TEXT SECTION:
+--

Upon evaluation and prior to initiation of a treatment regimen, the patient underwent culture and punch biopsy of the wound edge to rule out the presence of recurrent SCC and/or infection as causes for delayed healing. The wound cultured positive for Klebsiella species, and the patient received antibiotic therapy based on final culture and sensitivity data consisting of a 7-day course of daily 750 mg oral levofloxacin. Following the return of negative repeat cultures and negative biopsy results, the patient was started on a regimen of weekly selective debridement and application of silver-embedded collagen dressing (Puracol Plus Ag+; Medline, Mundelein, IL) and/or protective foam dressing (Mepilex Lite; Mölnlycke Health Care, Gothenburg, Sweden) in an effort to reinitiate healing in this stalled chronic wound. 

After 30 days of the aforementioned protocol with limited forward progress, HBOT was initiated in addition to the existing wound care regimen in an attempt to further facilitate healing. A routine chronic wound HBOT protocol, consisting of 90-minute dives to 2.4 absolute atmospheres with 2 five-minute breaks, was started.⁸ An initial response was noted with reduction in wound size and improved appearance of granulation tissue. After 30 dives, however, the progression of wound healing had stalled, with the wound measuring 0.7 cm x 0.4 cm x 0.1 cm and persistence of symptoms of discomfort and drainage.

At that time (16 weeks from initial presentation), the decision was made to add dHACM (EpiFix; MiMedx, Marietta, GA) to the wound care regimen. The patient received a total of 4 applications of 14-mm dHACM sheet graft once weekly for 3 weeks and then the fourth application 3 weeks later. The graft was secured in place with a silicone contact layer (Versatel Contact Layer Silicone Wound Dressing; Medline, Mundelein, IL) and 3M Steri-Strip (3M, St Paul, MN) adhesive bandages. The patient continued to undergo selective debridement and extended HBOT therapy concurrently while the dHACM grafts were being applied, with temporary cessation of previously described silver and foam dressings to allow for integration of the dHACM material. A total of 15 additional HBOT dives were added following the initial 30, given the noted improvement in the patient’s wound. A total of 45 dives were completed over the course of 20 weeks. Figure 2 shows the wound after the second application of dHACM.

Ultimately, this treatment approach resulted in complete reepithelization of the wound and a 45% decrease in defect area, from 0.7 cm² on treatment day 1 to 0.25 cm² after 24 weeks. The patient’s symptoms of nasal drainage and physical discomfort due to air passage through the fistula also had resolved completely. Although the fistula was still present at the conclusion of treatment, the tract was well-epithelialized and overall size of the defect diminished greatly. The patient reported satisfaction with his improved quality of life as a result of the resolution of his symptoms during a phone interview 3 months following the conclusion of treatment.

+--

PROVIDED MATERIAL:

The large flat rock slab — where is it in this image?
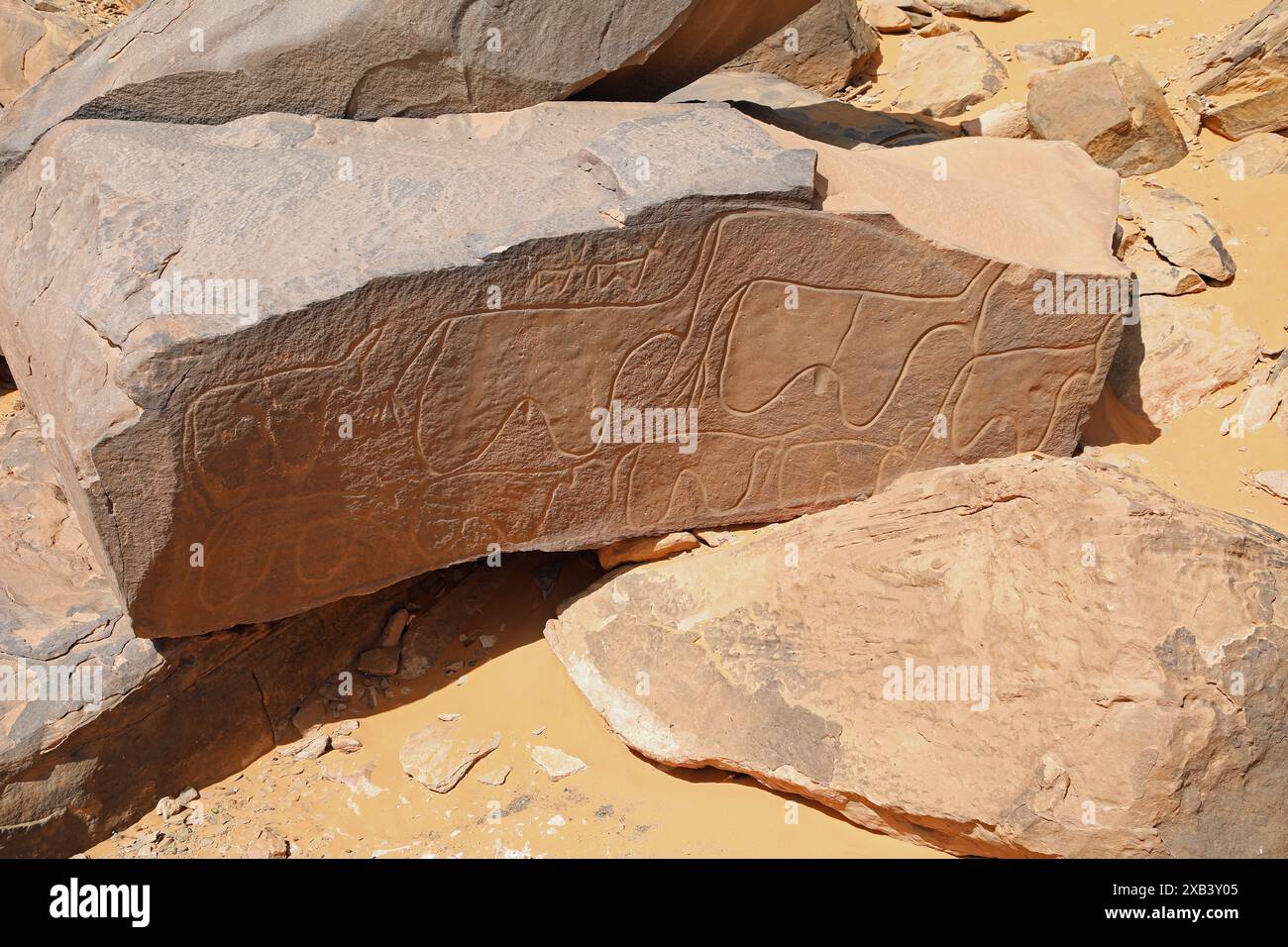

+--

TASK ITEM: From the wound treatment text, return the passage starting at "Upon evaluation and" and ending at "stalled chronic wound.", copied word for word.

TASK OUTPUT:
Upon evaluation and prior to initiation of a treatment regimen, the patient underwent culture and punch biopsy of the wound edge to rule out the presence of recurrent SCC and/or infection as causes for delayed healing. The wound cultured positive for Klebsiella species, and the patient received antibiotic therapy based on final culture and sensitivity data consisting of a 7-day course of daily 750 mg oral levofloxacin. Following the return of negative repeat cultures and negative biopsy results, the patient was started on a regimen of weekly selective debridement and application of silver-embedded collagen dressing (Puracol Plus Ag+; Medline, Mundelein, IL) and/or protective foam dressing (Mepilex Lite; Mölnlycke Health Care, Gothenburg, Sweden) in an effort to reinitiate healing in this stalled chronic wound.